* Brano da leggere *
+---+

Sai, Massimo, qui dentro non si fa
mai niente, il tempo non esiste. Siamo abbandonati a noi stessi.
Abbiamo sbagliato, è giusto pagare; ma la pena più atroce, è
quella che non si vede.
Caro Massimo, io ho un parente in
galera. Non ci si crede, quando lo vado a trovare. C'è una puzza che
fa schifo, lì dentro. La puzza della prigionia. Non ci si crede, la
pena di vederlo entrare in parlatorio, tutto sporco, perché non gli
hanno fatto fare la doccia, perché doveva scegliere, o farsi la
doccia o incontrare noi. Grazie per avere raccontato questa realtà
che nessuno vuole sentire.
Ti ascolto alla radio, mi tieni
compagnia. Sto in ospedale, e in ospedale non si dorme.
Ti scrivo perchè non posso
dimenticare un tuo articolo, quello sui disabili. Sono affetta da
tetraparesi spastica, e mi ci sono ritrovata nelle tue parole, per
una volta ho potuto leggere del "mio" dolore, della "mia"
solitudine, della paura, tanta. Ho appena aperto un blog, forse per
trovare un senso a tutto, forse per fare solo qualcosa.
Che tu lo voglia o no, sei diventato
un punto di riferimento; negli anni, leggendoti, ho imparato a pormi
delle domande e non dare nulla per scontato, riesco ancora ad
incazzarmi e a commuovermi.
Caro Massimo, sono stanco di essere
solo. Per questo ti scrivo.
Scusami, se ti scrivo un po' troppo
spesso. Ma sono sola, nessuno si ricorda più di me.
Troppo silenziosa, a leggerti per
tutti questi anni senza scriverti quanto mi abbiano fatto compagnia
l'impeto, la coerenza, il veleno, il dubbio, la poesia, la
dissolutezza, le albe, i fuochi e la tenerezza... Ma c'ero, magari in
giro per il mondo ma sono sempre stata al tuo fianco. Non ti perdo.
Non lo so perché ti scrivo. Forse
come al fratello che non ho mai avuto.
Chi te lo fa fare? Scrivere, farti
insultare, farti fraintendere. Tanto, nessuno salva nessuno. Nessuno
capisce nessuno. Io non voglio più avere bisogno di nessuno.
Che ne sanno, quanto costa la
dignità. Chiedere senza umiliarsi. Rinunciare. Accettare. Chi è
debole ha sempre torto, è sempre sul punto di farsi cancellare.
Non lo so a cosa m'aggrappo ormai.
Al relitto che sono...
Il tuo articolo mi ha provocato un
profondo turbamento, per cosa dice, per come lo dice. Grazie per il
tuo coraggio, anche se oggi vivrò con un grosso groppo in gola.
Ti rileggo, mi stupisco, piango e l'inquietudine mi prende... solo quello che scrivi tu riesce a trafiggermi e a crearmi sensazioni incredibili, anche fisicamente le percepisco dal cuore alla pancia...
Ti rileggo, mi stupisco, piango e l'inquietudine mi prende... solo quello che scrivi tu riesce a trafiggermi e a crearmi sensazioni incredibili, anche fisicamente le percepisco dal cuore alla pancia...

+---+

Estratti di un dataset di annotazioni di posizione:
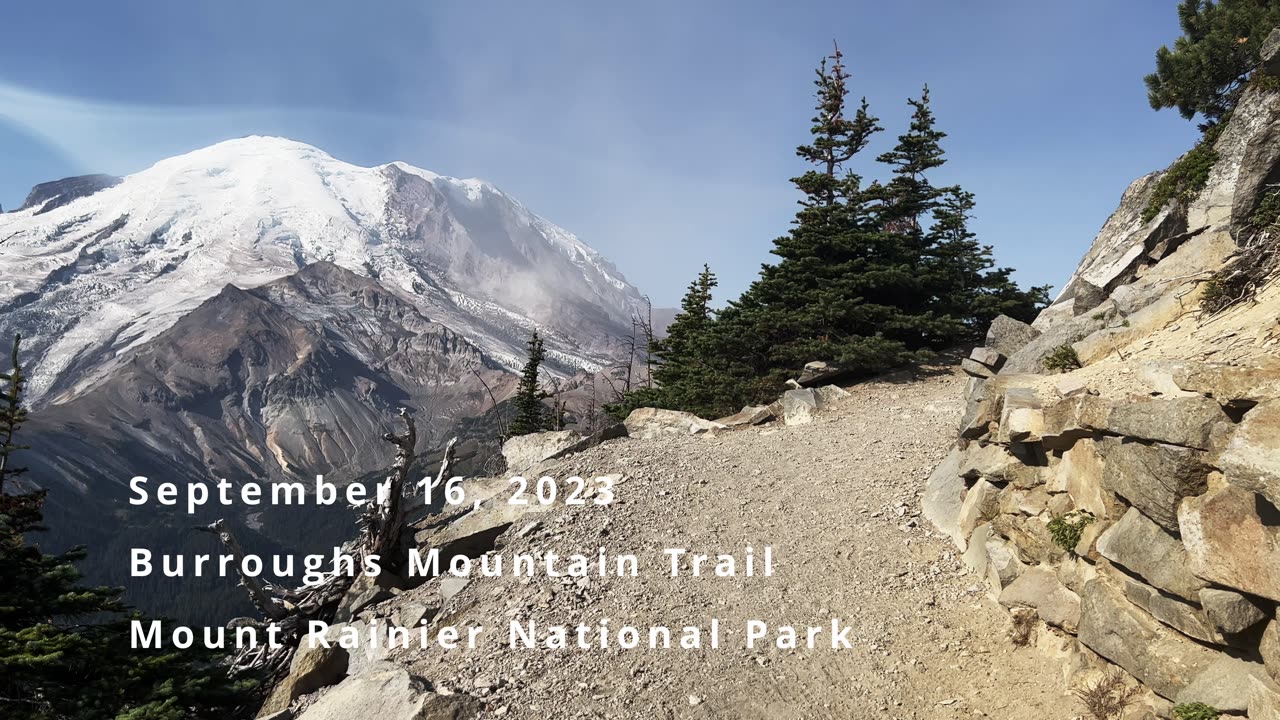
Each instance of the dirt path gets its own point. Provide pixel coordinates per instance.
(839, 502)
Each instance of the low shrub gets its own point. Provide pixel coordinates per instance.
(1061, 359)
(1196, 711)
(1068, 529)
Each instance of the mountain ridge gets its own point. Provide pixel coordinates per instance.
(109, 270)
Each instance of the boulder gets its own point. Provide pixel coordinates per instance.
(1270, 53)
(1225, 684)
(1180, 615)
(976, 369)
(979, 411)
(449, 587)
(1229, 611)
(1189, 422)
(1022, 424)
(1159, 377)
(387, 692)
(1229, 384)
(1233, 538)
(1146, 550)
(366, 591)
(748, 415)
(365, 654)
(981, 504)
(608, 432)
(799, 406)
(988, 356)
(819, 373)
(1074, 573)
(1029, 536)
(1072, 419)
(311, 669)
(414, 614)
(525, 451)
(1153, 477)
(1159, 656)
(1002, 563)
(944, 496)
(1252, 458)
(1008, 336)
(1270, 648)
(648, 423)
(1264, 700)
(976, 556)
(1016, 501)
(830, 395)
(1082, 475)
(999, 464)
(1040, 588)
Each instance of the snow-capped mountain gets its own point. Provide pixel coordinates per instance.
(103, 268)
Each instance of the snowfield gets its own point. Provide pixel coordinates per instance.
(88, 281)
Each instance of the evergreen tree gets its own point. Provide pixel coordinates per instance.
(64, 648)
(969, 287)
(685, 373)
(905, 205)
(835, 286)
(12, 415)
(530, 414)
(1208, 65)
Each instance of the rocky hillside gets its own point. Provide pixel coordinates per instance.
(833, 490)
(257, 310)
(97, 267)
(1118, 470)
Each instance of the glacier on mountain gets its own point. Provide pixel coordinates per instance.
(91, 279)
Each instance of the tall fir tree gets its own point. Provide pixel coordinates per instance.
(836, 283)
(64, 648)
(969, 287)
(530, 414)
(1210, 64)
(684, 376)
(12, 415)
(685, 373)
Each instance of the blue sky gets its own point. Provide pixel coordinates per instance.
(661, 132)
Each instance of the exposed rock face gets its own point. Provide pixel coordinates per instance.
(1006, 336)
(1155, 477)
(1148, 551)
(748, 415)
(388, 692)
(1159, 458)
(799, 406)
(1252, 459)
(526, 451)
(1038, 588)
(49, 196)
(650, 422)
(1233, 538)
(1155, 654)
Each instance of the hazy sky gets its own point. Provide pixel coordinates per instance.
(661, 132)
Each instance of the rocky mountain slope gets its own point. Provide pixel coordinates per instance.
(1130, 501)
(1114, 486)
(836, 499)
(259, 310)
(91, 278)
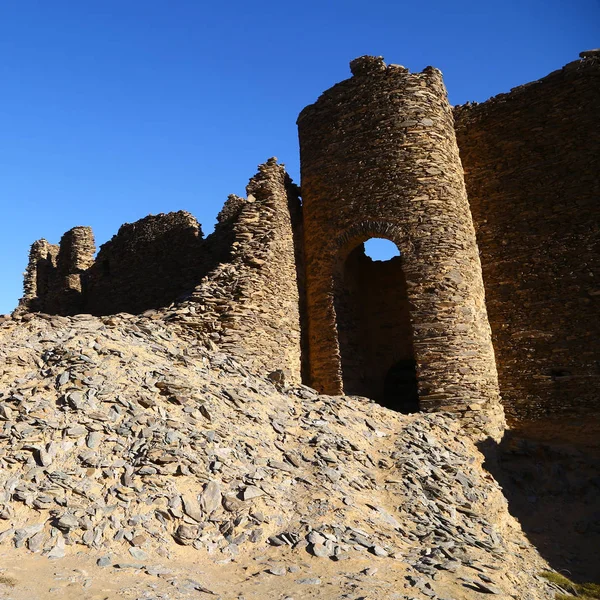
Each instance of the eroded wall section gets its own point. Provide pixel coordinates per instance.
(147, 264)
(249, 305)
(532, 167)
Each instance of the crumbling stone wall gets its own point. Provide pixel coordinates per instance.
(379, 159)
(55, 276)
(249, 305)
(532, 168)
(147, 264)
(39, 275)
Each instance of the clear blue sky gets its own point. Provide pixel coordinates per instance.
(114, 109)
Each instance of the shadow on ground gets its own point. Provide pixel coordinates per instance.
(552, 485)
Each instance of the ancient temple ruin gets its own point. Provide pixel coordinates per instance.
(493, 208)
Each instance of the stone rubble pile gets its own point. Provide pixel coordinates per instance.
(117, 436)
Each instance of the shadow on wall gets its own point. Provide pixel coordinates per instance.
(553, 490)
(374, 331)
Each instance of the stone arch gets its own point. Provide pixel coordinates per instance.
(371, 309)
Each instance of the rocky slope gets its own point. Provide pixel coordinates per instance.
(123, 444)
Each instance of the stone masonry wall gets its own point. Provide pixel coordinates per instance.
(249, 305)
(532, 168)
(373, 322)
(379, 159)
(148, 264)
(65, 294)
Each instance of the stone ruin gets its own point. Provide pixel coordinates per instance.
(493, 207)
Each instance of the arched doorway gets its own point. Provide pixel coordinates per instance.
(373, 325)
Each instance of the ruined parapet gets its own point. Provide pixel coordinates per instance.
(379, 159)
(532, 169)
(39, 275)
(75, 256)
(147, 264)
(249, 304)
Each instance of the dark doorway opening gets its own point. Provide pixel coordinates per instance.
(374, 330)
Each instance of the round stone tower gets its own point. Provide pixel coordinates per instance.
(379, 159)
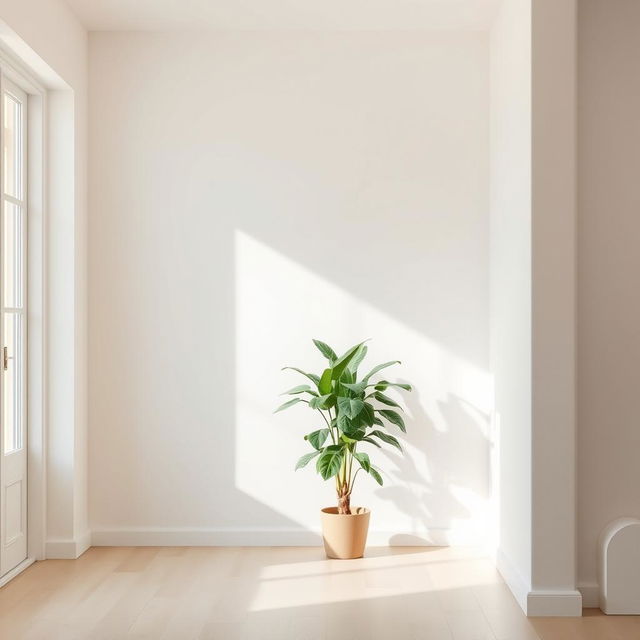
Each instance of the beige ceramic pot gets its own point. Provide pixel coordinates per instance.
(345, 536)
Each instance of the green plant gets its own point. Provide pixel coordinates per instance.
(354, 411)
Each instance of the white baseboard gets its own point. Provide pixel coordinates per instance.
(68, 549)
(159, 537)
(590, 594)
(7, 577)
(513, 578)
(565, 603)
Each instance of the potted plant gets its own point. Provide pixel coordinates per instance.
(356, 412)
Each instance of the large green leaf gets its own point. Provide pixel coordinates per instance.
(301, 388)
(376, 475)
(364, 461)
(288, 404)
(368, 415)
(357, 359)
(347, 376)
(306, 458)
(329, 462)
(394, 417)
(323, 402)
(379, 368)
(385, 437)
(317, 438)
(381, 397)
(351, 437)
(312, 376)
(326, 351)
(348, 426)
(324, 386)
(383, 384)
(350, 407)
(357, 388)
(341, 364)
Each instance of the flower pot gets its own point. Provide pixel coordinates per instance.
(345, 536)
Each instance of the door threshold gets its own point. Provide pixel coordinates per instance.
(10, 575)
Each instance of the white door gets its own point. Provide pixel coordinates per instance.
(13, 329)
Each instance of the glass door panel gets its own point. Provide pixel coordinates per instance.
(13, 329)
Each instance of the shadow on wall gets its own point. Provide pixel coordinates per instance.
(304, 199)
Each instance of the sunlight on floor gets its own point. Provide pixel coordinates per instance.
(391, 593)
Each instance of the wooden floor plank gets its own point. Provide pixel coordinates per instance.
(202, 593)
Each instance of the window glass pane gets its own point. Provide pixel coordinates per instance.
(12, 255)
(12, 409)
(12, 152)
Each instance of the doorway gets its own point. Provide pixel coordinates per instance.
(13, 326)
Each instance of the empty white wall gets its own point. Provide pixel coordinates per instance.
(250, 192)
(533, 220)
(609, 263)
(511, 284)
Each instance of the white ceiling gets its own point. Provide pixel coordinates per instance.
(146, 15)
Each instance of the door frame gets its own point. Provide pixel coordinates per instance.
(37, 325)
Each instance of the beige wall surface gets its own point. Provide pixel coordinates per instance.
(609, 268)
(250, 192)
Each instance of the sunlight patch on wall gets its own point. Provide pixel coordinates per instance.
(440, 488)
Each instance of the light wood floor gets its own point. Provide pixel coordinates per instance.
(278, 594)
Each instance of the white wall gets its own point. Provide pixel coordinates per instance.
(511, 284)
(47, 38)
(609, 263)
(533, 220)
(250, 192)
(553, 171)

+---+

* Consegna *
Continua la raccolta di lettere dei lettori a Massimo, riprendendo dopo l'ultima frase riportata.

* Soluzione *
Se non era per te, non avrei mai
avuto il coraggio di spiccare il volo e cercare un'altra vita in un
altro posto...
Non ho mai trovato il coraggio di
dirtelo, ma l'incontro con te mi ha cambiato la vita. Ed era una vita
che finiva, un momento troppo brutto...
Tu fai compagnia alla gente, ecco
quello che fai. Ed è una piccola, grande cosa che spinge le persone
a leggerti. Per questo pensaci bene, quando dici che vuoi smettere di
scrivere.
Non ti perdono per avere riaperto le
mie ferite. Però ti scrivo...
In un modo o nell'altro, nei miei
momenti neri torno sempre qui.
Li conosco i momenti di vuoto,
quando niente ha importanza, ecco perché ti ho scritto. Perché tu
con le tue parole hai riempito e riempi i miei.
Ti prego non mollare. Io ho trovato
un amico che sa dare voce al mio sentire confuso. Non mollare.
Continua, perchè la compagnia che
mi offri riempe i vuoti miei, continua a stendere lenzuola di parole.
Ti aspetto ogni giorno, non importa
con cosa: un articolo, un racconto, una poesia... Ti aspetto.
Vorrei diventarti amica...
Per fortuna ci sei.
Come fai a conoscermi così bene?
Chi ti credi di essere? Non sei
nessuno. Sei solo una sigla.
Non avevi promesso di sparire? Ma
non lo farai, da quel buffone che sei. Sei stato cacciato
dappertutto. Peccato solo che degli artisti veri accettino di
squalificarsi per accompagnare le tue patetiche filastrocche. Sei un
fallito, fattene una ragione: c'è chi ha successo, scrive libri veri
e su giornali veri, va in televisione, e ci sei tu che spremi il tuo
livore in un blog che nessuno legge.
Ti debbo tante emozioni: spero di
difendere sempre quel tuo mondo strano, che mi difende.
Spero che scrivere resterà sempre
il tuo vizio.
Ma perchè quando ti scrivo finisco
sempre per confidarti i miei confusi stati d'animo? Chi sei per
riuscire a tirare fuori queste parti di me?
Sentire quello stracciapalle, che
declama le sue cazzate in uno spreco di retorica, non si regge.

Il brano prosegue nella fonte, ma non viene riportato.